** WHAT THE TASK REQUIRES **
Transcription should be exact. Include all entries.

[Stored data entries]
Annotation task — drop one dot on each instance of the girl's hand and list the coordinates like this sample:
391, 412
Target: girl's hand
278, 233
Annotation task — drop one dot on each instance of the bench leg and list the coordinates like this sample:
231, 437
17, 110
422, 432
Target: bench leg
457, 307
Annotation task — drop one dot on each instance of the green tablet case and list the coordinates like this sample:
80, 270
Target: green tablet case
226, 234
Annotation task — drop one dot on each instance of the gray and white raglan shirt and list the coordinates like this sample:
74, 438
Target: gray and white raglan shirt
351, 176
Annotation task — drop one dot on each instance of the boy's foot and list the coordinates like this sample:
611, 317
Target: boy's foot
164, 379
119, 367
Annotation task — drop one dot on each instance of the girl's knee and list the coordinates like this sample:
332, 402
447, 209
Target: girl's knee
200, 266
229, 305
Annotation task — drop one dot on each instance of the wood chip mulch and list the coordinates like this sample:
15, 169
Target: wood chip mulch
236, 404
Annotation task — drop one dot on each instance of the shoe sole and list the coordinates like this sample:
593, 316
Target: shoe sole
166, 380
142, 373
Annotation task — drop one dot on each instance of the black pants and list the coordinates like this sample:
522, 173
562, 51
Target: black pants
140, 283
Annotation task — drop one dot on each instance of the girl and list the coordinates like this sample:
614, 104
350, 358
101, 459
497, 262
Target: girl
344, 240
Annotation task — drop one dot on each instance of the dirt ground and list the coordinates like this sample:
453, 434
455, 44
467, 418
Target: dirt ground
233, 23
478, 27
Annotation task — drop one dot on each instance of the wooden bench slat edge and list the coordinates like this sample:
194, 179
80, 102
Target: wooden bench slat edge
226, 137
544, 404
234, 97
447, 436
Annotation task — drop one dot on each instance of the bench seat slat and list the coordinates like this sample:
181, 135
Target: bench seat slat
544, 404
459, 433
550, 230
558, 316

** ANSWER SECTION **
Annotation task — drop one dot on each instance of the girl's hand and list the coordinates like this sample:
391, 412
Target: girl's hand
278, 233
Annotation task — drop one dot on each instance of the bench leg and list the coordinates like this sample:
231, 437
17, 110
422, 432
Target: bench leg
457, 307
Annotation task — drop one dot on each instance of the green tablet case and list the coordinates like this sample:
80, 270
Target: green tablet case
226, 234
Annotation task — drop one dot on each instance of the gray and white raglan shirt and list the coordinates like this sample:
74, 438
Target: gray and white raglan shirt
351, 176
Annotation task — drop one dot on each instance of the boy's foot and list the coordinates like this sample:
611, 317
Target: boy's foot
164, 379
119, 367
Annotation task — drop one dot on each instance of the girl's knee and list the coordinates like this sample:
332, 402
447, 209
Target: girl's knee
200, 266
229, 305
Annotation task — drop one dot on each instance of the wood chip mulch and list the coordinates like this sample:
15, 169
Target: wood chip mulch
236, 404
Annotation task — drop one dot on each instance of the shoe sole and list the coordinates like this sample:
593, 316
Target: shoe sole
166, 380
142, 373
Annotation task — drop one dot on each instance of the black pants and list the coordinates like this sample:
522, 173
562, 51
Target: black pants
140, 283
Annotation task — drop one dot on each instance of the girl and list the coordinates like this sample:
614, 104
350, 358
101, 459
497, 262
Target: girl
344, 240
Annotation task — drop one dot on each instance of the dirt ground and list the coordinates like this sample:
453, 434
455, 44
467, 418
Target: dirt ground
233, 23
478, 27
Annotation task — drop one dot on each instance of the wooden bench slat edge and list the coordinates like this sample:
194, 179
80, 102
Target: wooden bench slat edge
226, 137
544, 404
234, 97
447, 436
Annotation task — drop one dot on each instance of the bench seat slat and list the coordinates like this sample:
181, 135
Target: bench seat slat
544, 404
459, 433
550, 230
558, 316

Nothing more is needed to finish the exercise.